[[ Working data, beginning ]]

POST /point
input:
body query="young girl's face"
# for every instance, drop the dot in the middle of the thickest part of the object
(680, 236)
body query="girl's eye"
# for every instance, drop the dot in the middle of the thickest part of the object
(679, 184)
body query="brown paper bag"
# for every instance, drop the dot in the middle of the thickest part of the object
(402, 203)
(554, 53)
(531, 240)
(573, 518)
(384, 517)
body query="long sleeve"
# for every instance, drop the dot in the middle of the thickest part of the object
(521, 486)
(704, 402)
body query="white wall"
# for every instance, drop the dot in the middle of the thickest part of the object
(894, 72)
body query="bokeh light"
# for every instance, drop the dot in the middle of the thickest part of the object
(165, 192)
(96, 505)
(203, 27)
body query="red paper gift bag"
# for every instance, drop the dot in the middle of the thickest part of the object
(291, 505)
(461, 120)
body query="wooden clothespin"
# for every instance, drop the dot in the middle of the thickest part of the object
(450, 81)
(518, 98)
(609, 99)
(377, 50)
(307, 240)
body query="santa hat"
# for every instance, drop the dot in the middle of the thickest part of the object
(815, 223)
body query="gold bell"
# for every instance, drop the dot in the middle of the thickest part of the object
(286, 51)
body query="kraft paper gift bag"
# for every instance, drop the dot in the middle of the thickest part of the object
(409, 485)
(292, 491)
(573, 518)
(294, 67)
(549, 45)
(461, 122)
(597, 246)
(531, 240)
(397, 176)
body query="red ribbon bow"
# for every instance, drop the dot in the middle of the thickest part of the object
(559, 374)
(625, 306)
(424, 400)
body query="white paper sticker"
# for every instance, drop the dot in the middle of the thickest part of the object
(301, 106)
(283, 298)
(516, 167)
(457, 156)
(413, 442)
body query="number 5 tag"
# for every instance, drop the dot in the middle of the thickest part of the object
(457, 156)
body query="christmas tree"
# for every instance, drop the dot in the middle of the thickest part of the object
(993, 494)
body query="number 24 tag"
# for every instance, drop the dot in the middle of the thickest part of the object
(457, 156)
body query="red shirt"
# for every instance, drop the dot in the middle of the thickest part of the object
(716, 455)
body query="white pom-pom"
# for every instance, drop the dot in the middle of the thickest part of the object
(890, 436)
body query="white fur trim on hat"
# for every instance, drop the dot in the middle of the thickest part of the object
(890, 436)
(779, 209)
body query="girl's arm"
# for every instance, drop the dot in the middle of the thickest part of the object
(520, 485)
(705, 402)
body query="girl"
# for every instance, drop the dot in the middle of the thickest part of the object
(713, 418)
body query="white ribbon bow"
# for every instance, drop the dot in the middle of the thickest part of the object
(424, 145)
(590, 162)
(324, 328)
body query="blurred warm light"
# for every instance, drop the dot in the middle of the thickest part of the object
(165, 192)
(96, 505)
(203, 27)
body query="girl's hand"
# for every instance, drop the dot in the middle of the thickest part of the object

[[ Working data, end ]]

Within the entries above, find each line where "gift" appears; copy every one.

**Written reply:**
body query="red paper gift bag"
body query="kraft paper gift bag"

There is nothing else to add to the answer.